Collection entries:
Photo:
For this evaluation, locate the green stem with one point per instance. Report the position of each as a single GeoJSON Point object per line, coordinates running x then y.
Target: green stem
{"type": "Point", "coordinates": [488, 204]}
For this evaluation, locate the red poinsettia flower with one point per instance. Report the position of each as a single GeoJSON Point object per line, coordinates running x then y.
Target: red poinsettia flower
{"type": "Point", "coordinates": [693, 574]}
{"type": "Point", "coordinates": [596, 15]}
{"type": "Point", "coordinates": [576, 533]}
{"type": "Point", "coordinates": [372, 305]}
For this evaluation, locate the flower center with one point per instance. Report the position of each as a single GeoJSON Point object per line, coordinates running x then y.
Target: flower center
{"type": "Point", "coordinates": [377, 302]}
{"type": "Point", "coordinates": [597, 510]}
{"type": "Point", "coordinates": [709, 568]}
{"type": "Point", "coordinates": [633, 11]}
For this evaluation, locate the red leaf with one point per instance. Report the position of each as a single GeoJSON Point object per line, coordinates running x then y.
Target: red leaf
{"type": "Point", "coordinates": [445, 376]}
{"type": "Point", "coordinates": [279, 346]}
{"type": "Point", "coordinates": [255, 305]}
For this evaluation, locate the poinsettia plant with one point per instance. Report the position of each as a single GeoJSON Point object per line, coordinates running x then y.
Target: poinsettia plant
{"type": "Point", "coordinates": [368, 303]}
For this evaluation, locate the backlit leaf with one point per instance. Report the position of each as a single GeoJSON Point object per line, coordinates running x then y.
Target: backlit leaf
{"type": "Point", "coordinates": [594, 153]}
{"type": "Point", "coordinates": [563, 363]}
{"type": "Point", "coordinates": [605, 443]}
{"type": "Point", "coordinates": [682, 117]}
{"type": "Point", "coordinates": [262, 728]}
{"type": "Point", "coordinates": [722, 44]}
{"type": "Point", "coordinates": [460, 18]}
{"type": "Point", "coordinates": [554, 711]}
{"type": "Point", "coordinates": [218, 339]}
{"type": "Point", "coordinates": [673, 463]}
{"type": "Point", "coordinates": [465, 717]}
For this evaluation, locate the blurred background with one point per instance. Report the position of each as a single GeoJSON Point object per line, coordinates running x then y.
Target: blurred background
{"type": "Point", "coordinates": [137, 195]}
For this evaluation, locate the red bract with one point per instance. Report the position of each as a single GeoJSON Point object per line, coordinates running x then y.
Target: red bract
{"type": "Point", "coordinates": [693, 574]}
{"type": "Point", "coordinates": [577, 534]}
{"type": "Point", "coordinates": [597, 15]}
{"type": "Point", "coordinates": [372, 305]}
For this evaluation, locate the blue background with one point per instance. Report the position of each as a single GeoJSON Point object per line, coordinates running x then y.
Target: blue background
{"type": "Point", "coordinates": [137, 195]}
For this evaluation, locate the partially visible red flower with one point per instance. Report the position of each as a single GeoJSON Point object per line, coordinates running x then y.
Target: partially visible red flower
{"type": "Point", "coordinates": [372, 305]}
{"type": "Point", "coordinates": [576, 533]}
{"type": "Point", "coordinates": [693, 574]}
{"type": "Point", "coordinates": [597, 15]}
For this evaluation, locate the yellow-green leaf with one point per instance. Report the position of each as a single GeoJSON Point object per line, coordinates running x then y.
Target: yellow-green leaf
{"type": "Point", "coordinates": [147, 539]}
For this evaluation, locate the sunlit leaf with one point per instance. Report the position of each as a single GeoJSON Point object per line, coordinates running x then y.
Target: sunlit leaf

What the task requires: Reproduce the complete data exactly as presented above.

Written reply:
Photo:
For this evaluation, locate the green stem with one point per instance. Report the position of each as a single GeoJSON Point object per line, coordinates running x then y.
Target: green stem
{"type": "Point", "coordinates": [488, 204]}
For this evaluation, locate the red poinsettia flower with one point per instance. Report the position of each as a single GeoJSON Point object per line, coordinates running x then y.
Target: red poinsettia flower
{"type": "Point", "coordinates": [693, 574]}
{"type": "Point", "coordinates": [596, 15]}
{"type": "Point", "coordinates": [576, 533]}
{"type": "Point", "coordinates": [372, 305]}
For this evaluation, locate the flower center with one point per instance. Report the position of each as a single GeoJSON Point object per line, coordinates running x then y.
Target: flower center
{"type": "Point", "coordinates": [377, 302]}
{"type": "Point", "coordinates": [597, 510]}
{"type": "Point", "coordinates": [709, 568]}
{"type": "Point", "coordinates": [633, 11]}
For this evaluation, locate the red leaf with one point per instance. Report the position of each as a single GeoJSON Point object per line, coordinates running x then y.
Target: red leaf
{"type": "Point", "coordinates": [445, 376]}
{"type": "Point", "coordinates": [279, 346]}
{"type": "Point", "coordinates": [255, 305]}
For this evaluation, locate the poinsettia plant with one point per instance. Report the position of each as a single GeoJSON Point object per line, coordinates running x then y.
Target: poinsettia plant
{"type": "Point", "coordinates": [368, 303]}
For this evaluation, locate the backlit leaf with one point per instance. Report the position of each as a single GeoJSON Point object per line, coordinates running x then y.
Target: backlit leaf
{"type": "Point", "coordinates": [594, 153]}
{"type": "Point", "coordinates": [563, 363]}
{"type": "Point", "coordinates": [605, 443]}
{"type": "Point", "coordinates": [682, 117]}
{"type": "Point", "coordinates": [262, 728]}
{"type": "Point", "coordinates": [722, 44]}
{"type": "Point", "coordinates": [460, 18]}
{"type": "Point", "coordinates": [554, 711]}
{"type": "Point", "coordinates": [218, 339]}
{"type": "Point", "coordinates": [673, 463]}
{"type": "Point", "coordinates": [465, 717]}
For this evaluation, locate the blurred background with one point per instance. Report the position of each as a single GeoJSON Point object per line, coordinates running x then y.
Target: blurred background
{"type": "Point", "coordinates": [137, 195]}
For this evaluation, locate the red bract with one point per instance. Report the position of each as a single GeoJSON Point object per line, coordinates running x then y.
Target: red bract
{"type": "Point", "coordinates": [693, 574]}
{"type": "Point", "coordinates": [577, 534]}
{"type": "Point", "coordinates": [597, 15]}
{"type": "Point", "coordinates": [372, 305]}
For this evaluation, locate the blue background with one point per instance. Report the position of each as a single GeoJSON Point object per line, coordinates running x then y.
Target: blue background
{"type": "Point", "coordinates": [137, 195]}
For this evaluation, locate the partially visible red flower with one point per instance. Report the position of each as a single GeoJSON Point object per line, coordinates running x then y.
Target: partially visible red flower
{"type": "Point", "coordinates": [372, 305]}
{"type": "Point", "coordinates": [576, 533]}
{"type": "Point", "coordinates": [693, 574]}
{"type": "Point", "coordinates": [597, 15]}
For this evaluation, locate the yellow-green leaf with one point per instance. Report the position of each as a single GeoJSON Point object per line, coordinates running x then y.
Target: yellow-green leaf
{"type": "Point", "coordinates": [147, 539]}
For this evaluation, locate the sunlit leaf with one point per instance. Report the position of each as a single GeoJSON Point object per line, coordinates running x then y.
Target: sunlit leaf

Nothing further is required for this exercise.